==== EXTRAIT DU TEXTE ====
Qu'importe: la Révolution française a aboli le blasphème. On peut comprendre qu'aux yeux ou aux oreilles des croyants, il ait de quoi choquer. Mais la liberté d'expression, ce n'est pas de l'eau tiède; elle doit permettre de troubler, d'interpeller, de protester, de polémiquer; elle doit autoriser la publication et la diffusion d'idées fortes et d'opinions nouvelles.

Bien sûr cette liberté, comme toutes les libertés, a des limites que fixe la loi – et que l'on peut critiquer. Idéalement, le respect d'autrui et une grande tolérance, qui n'est qu'une forme sublimée de la courtoisie, d'ailleurs. Ses excès sont punis par la loi: calomnie, diffamation, racisme, xénophobie, négationnisme, révisionnisme. Sur ces derniers points, l'extrême-droite la plus vive conteste, au nom de la liberté d'expression, qu'une loi puisse punir des Faurisson, des Soral ou des Dieudonné. C'est oublier qu'un fait n'est pas une valeur ou une opinion et qu'une thèse peut être un mensonge. Il n'y a qu'une seule race humaine, homo sapiens, et les chambres à gaz ont existé. D'ailleurs la loi n'impose pas de croire dans l'existence des chambres à gaz; elle interdit de nier les génocides. Elle n'empêche personne d'avoir en soi l'idée parfaitement stupide que la couleur de la peau a plus d'importance que celle des yeux; elle punit ceux qui prônent la haine de l'autre.
====
À FAIRE:
**a.** Selon le texte sur la liberté d'expression, qu'est-ce que la Révolution française a aboli ?
**b.** Reproduisez mot pour mot le passage du texte sur la liberté d'expression qui va de « Qu'importe: la Révolution » jusqu'à « et d'opinions nouvelles. ».
**c.** Écrivez la suite du texte sur la liberté d'expression et le blasphème, à partir de sa dernière phrase.
==== DONNÉES FOURNIES ====
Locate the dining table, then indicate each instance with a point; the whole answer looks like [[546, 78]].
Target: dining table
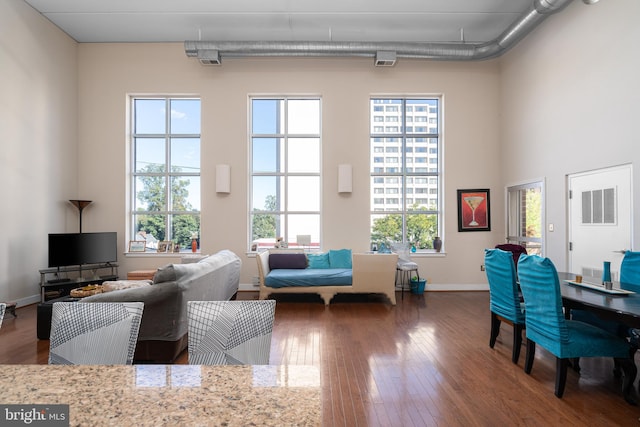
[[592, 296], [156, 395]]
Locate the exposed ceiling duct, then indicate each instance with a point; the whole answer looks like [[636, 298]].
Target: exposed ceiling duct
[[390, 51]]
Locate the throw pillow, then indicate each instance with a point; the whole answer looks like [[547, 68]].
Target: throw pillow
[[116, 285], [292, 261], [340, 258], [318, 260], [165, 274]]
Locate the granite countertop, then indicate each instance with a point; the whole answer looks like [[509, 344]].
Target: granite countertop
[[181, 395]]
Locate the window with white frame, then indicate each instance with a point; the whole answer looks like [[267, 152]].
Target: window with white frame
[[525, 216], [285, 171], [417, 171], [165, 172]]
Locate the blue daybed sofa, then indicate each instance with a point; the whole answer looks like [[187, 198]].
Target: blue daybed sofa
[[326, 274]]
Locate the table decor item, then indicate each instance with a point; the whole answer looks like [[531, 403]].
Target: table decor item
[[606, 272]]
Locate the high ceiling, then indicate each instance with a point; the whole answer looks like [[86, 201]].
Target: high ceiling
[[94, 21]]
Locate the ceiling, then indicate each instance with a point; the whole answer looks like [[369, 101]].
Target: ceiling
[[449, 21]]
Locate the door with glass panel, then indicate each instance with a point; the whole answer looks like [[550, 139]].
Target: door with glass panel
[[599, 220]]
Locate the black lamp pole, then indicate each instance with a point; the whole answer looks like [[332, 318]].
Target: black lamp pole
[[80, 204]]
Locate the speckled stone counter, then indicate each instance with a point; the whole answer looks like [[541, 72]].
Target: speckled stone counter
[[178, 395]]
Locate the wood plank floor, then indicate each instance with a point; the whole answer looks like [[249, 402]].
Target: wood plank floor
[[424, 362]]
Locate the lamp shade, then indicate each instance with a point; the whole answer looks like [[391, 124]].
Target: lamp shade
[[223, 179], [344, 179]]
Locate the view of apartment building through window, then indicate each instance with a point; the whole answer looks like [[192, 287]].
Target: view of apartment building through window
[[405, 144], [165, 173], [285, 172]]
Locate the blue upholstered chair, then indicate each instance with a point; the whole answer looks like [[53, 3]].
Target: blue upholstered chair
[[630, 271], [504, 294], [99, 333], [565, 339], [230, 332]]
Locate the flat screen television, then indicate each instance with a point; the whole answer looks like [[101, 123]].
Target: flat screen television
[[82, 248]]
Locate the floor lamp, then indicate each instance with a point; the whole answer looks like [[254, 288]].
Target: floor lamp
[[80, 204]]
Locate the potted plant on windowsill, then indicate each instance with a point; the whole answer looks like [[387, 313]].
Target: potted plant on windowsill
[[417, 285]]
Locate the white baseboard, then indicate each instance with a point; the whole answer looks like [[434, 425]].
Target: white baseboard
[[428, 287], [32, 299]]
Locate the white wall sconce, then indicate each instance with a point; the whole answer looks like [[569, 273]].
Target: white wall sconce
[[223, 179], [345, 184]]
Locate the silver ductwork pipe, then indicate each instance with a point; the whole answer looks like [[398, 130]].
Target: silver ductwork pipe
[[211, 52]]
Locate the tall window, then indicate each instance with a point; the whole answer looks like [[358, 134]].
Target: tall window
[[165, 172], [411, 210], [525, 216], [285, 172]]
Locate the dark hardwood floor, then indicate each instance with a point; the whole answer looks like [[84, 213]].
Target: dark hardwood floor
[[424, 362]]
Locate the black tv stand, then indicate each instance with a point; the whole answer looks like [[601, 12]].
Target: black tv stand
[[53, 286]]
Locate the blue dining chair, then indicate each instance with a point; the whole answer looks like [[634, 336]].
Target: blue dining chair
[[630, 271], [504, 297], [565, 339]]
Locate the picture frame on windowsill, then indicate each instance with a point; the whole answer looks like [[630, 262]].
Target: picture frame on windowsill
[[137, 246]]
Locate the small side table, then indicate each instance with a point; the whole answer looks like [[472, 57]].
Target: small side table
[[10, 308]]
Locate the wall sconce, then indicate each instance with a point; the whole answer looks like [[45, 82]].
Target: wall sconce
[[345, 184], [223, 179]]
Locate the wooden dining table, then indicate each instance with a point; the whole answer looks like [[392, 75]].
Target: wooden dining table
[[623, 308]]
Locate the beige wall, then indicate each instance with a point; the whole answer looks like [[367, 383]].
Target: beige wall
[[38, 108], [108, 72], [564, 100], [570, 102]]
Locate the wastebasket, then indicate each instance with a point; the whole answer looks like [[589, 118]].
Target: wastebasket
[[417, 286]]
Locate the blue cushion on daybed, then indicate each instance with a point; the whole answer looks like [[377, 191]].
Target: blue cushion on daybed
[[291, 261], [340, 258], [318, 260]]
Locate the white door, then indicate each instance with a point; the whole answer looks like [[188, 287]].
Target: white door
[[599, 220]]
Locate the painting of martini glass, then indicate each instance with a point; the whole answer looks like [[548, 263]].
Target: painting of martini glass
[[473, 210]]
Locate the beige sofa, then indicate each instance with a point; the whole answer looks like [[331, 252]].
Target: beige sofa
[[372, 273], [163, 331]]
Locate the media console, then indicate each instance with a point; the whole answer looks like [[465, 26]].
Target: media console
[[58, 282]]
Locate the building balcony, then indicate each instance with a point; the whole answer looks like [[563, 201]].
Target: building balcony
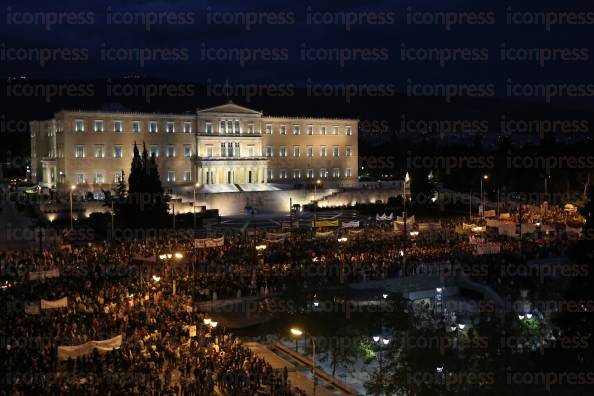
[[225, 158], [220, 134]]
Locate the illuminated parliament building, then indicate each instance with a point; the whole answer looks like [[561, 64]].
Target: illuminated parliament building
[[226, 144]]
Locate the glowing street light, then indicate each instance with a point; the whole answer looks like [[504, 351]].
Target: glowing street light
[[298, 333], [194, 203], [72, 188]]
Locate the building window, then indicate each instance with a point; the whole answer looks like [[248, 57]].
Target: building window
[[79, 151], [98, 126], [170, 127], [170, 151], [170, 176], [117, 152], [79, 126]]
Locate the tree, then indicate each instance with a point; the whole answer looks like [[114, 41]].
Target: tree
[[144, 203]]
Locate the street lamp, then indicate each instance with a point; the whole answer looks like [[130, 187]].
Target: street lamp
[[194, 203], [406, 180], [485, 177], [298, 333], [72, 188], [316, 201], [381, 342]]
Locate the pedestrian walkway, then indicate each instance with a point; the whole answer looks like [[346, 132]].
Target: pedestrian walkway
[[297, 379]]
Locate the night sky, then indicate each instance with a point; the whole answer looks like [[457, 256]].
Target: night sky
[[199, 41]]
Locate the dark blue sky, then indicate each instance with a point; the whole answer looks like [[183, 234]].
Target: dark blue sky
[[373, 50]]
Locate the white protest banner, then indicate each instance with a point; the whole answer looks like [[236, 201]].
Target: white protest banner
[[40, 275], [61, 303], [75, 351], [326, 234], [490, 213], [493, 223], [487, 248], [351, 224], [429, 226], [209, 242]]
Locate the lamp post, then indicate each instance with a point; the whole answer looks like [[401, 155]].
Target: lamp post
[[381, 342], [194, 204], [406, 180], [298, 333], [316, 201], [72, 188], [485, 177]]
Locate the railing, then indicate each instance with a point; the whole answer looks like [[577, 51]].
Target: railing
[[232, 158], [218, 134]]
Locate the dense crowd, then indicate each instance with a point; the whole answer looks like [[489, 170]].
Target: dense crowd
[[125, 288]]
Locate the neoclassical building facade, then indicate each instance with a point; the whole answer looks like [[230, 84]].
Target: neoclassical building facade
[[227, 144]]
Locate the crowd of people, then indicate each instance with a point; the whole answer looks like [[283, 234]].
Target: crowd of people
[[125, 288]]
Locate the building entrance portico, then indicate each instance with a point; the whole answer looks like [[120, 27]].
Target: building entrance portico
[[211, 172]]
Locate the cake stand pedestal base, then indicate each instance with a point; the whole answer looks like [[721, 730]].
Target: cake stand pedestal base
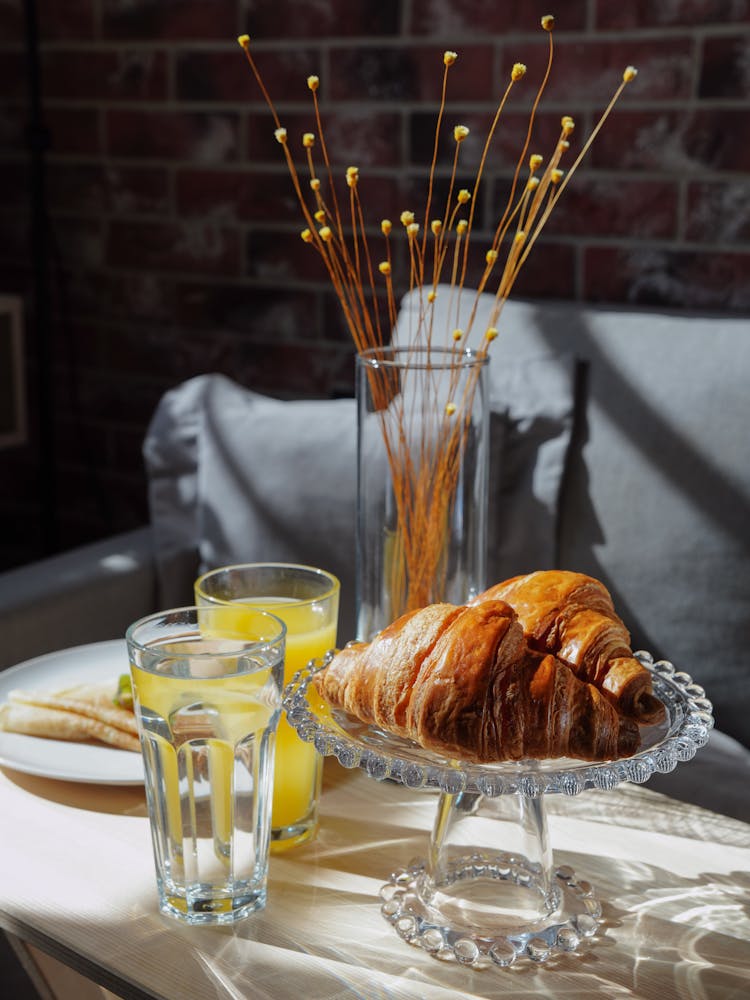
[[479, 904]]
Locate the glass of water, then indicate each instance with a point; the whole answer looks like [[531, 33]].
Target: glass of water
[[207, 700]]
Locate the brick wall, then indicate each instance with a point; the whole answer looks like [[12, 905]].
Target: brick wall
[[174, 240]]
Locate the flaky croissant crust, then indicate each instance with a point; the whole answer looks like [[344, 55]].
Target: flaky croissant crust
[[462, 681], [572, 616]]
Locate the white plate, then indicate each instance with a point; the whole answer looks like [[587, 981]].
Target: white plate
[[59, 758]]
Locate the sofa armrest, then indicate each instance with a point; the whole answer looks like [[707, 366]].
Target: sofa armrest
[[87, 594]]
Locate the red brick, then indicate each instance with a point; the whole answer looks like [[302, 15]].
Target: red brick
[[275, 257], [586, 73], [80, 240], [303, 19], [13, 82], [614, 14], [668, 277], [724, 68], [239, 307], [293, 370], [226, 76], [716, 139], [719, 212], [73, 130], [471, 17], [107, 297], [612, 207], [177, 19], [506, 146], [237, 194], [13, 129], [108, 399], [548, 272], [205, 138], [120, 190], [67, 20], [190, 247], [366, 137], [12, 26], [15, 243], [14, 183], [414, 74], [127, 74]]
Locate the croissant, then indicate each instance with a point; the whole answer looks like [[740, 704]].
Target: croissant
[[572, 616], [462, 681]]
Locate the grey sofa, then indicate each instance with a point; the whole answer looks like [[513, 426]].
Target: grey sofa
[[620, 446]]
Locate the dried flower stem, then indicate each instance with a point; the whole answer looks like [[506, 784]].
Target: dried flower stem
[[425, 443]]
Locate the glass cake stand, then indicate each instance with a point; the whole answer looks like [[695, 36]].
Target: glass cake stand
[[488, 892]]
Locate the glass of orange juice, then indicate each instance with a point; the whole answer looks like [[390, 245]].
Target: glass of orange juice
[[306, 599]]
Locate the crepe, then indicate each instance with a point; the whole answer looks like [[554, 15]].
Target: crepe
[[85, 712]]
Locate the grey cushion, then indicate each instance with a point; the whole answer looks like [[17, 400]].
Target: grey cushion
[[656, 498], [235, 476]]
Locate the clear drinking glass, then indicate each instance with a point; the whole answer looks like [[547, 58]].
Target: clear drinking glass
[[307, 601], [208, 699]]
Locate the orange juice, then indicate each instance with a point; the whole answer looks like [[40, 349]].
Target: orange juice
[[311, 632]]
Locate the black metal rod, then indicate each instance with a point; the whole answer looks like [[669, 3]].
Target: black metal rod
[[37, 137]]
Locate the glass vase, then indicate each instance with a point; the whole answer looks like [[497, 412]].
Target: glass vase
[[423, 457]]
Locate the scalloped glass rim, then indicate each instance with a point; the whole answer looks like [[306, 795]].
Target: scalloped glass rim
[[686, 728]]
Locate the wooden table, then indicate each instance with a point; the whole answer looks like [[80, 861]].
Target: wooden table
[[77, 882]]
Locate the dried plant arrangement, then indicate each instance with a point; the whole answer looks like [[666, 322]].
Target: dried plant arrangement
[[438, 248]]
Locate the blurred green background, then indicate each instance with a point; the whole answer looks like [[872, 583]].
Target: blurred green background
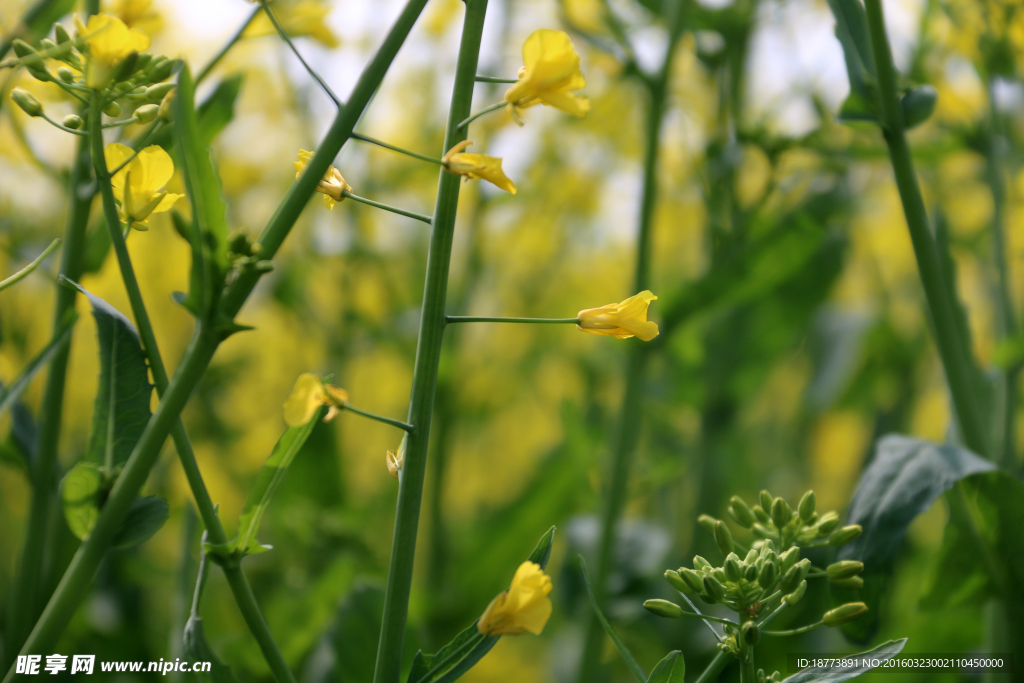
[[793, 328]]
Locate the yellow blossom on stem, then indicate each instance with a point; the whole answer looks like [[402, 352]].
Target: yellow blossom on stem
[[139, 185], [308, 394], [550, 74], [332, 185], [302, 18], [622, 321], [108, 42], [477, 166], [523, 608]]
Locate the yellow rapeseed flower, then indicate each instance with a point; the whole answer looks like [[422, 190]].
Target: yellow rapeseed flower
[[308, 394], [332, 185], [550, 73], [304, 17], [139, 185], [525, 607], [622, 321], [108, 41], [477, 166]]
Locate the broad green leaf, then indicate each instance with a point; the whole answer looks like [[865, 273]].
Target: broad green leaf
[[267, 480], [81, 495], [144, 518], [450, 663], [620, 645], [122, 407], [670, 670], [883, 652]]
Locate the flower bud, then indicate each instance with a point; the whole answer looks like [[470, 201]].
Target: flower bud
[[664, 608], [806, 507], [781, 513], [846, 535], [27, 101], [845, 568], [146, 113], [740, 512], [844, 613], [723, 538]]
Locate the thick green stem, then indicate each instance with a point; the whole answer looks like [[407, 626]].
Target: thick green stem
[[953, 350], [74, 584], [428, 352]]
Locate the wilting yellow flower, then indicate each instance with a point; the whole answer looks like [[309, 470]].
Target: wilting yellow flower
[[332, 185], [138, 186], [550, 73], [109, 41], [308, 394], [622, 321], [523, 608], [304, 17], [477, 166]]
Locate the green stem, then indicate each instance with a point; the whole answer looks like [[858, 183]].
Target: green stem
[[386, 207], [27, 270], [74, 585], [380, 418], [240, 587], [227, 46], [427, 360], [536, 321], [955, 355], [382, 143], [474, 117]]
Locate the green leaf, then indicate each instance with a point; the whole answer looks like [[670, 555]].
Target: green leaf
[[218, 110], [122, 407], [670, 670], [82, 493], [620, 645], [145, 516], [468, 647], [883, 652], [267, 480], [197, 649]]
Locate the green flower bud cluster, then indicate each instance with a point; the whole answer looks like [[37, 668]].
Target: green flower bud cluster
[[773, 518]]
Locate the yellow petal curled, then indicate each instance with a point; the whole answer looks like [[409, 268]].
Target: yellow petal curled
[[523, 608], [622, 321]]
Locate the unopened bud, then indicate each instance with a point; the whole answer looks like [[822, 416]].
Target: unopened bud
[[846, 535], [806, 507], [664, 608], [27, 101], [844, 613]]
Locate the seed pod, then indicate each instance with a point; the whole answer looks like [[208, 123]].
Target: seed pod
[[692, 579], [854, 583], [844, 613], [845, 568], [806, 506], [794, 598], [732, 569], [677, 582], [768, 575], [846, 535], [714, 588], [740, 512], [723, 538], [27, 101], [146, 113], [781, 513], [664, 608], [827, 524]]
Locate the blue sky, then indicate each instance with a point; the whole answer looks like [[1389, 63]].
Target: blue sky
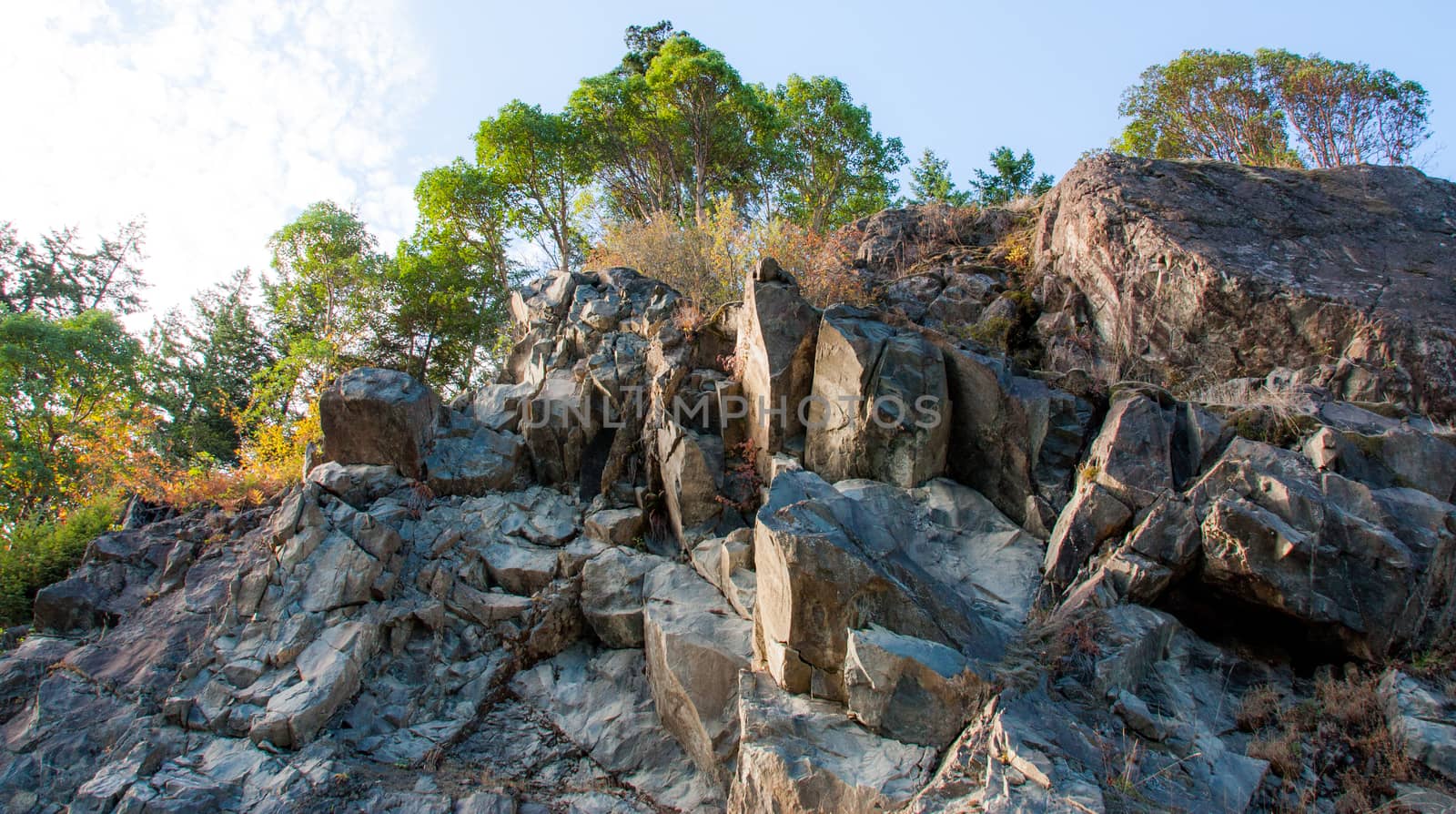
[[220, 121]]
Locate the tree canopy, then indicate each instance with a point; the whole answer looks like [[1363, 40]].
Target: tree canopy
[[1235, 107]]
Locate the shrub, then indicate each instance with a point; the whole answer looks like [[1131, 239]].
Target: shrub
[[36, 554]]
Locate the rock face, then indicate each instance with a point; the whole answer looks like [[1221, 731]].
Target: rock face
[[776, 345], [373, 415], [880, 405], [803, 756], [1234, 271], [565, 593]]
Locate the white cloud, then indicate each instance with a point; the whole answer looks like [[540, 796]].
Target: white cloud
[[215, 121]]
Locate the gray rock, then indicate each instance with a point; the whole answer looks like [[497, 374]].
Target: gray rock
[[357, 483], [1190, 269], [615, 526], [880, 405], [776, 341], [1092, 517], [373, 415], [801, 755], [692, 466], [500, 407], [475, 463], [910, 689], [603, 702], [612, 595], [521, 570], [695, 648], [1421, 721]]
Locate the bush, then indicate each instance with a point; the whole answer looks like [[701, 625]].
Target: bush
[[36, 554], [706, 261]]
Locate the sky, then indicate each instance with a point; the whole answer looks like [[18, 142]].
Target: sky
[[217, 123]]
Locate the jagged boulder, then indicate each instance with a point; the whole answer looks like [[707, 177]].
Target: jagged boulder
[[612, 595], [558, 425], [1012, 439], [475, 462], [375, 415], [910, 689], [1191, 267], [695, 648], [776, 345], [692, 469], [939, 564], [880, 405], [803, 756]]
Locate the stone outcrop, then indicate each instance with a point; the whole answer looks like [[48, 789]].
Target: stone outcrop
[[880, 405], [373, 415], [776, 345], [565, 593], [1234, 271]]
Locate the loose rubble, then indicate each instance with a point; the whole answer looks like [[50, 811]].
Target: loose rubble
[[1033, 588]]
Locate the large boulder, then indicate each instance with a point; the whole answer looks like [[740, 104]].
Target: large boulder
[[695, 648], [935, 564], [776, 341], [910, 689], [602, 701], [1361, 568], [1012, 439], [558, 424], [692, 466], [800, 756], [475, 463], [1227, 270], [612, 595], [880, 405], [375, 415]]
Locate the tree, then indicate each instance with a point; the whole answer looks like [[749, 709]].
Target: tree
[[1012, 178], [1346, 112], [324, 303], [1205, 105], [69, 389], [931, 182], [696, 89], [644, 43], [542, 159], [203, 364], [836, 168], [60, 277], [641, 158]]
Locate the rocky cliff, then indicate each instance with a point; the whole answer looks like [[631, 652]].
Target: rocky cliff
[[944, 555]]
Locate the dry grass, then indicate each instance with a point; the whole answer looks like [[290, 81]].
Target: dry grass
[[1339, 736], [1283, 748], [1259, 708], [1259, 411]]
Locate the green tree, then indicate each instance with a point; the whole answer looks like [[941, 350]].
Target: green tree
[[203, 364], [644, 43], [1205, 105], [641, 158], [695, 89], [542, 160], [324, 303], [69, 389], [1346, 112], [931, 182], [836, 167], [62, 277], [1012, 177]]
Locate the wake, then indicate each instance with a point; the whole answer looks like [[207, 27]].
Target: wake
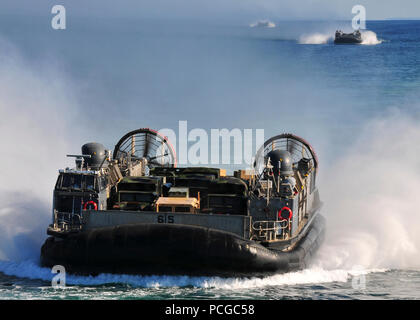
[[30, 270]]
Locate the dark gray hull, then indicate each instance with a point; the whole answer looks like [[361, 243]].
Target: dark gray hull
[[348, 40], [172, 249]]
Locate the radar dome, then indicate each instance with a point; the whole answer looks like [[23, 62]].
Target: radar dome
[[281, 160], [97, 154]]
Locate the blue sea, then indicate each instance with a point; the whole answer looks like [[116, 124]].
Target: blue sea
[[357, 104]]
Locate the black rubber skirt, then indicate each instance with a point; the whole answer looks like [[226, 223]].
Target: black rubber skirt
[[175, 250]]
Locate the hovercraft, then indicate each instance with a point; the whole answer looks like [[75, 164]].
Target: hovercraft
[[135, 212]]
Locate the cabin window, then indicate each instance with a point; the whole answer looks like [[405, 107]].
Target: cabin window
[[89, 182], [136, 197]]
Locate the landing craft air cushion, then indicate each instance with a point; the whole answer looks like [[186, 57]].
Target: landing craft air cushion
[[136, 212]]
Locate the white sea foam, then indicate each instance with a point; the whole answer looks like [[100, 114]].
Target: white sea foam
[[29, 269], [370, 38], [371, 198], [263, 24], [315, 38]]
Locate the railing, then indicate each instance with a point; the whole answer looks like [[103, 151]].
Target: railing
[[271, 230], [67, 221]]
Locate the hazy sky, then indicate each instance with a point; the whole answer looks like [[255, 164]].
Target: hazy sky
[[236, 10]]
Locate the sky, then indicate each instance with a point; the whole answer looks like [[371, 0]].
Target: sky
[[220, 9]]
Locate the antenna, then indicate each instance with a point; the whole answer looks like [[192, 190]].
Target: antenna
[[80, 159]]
====
RÉPONSES:
**a.** Le blasphème.

**b.**
Qu'importe: la Révolution française a aboli le blasphème. On peut comprendre qu'aux yeux ou aux oreilles des croyants, il ait de quoi choquer. Mais la liberté d'expression, ce n'est pas de l'eau tiède; elle doit permettre de troubler, d'interpeller, de protester, de polémiquer; elle doit autoriser la publication et la diffusion d'idées fortes et d'opinions nouvelles.

**c.**
Fût-elle religieuse, nulle loi ne doit et ne peut imposer la croyance dans l'existence d'un dieu quel qu'il soit et déterminer que l'athéisme est un crime. Or c'est exactement ce que les fondamentalistes essaient. Au nom d'un respect qu'ils n'ont pas, ils veulent contrôler la pensée. Peine perdue: même si des victoires ponctuelles peuvent laisser penser le contraire, toute l'histoire de l'humanité prouve que c'est un espoir vain. Comme le disait si bien Cabu, prêtant ces mots à Mahomet: «c'est dur d'être aimé par des cons».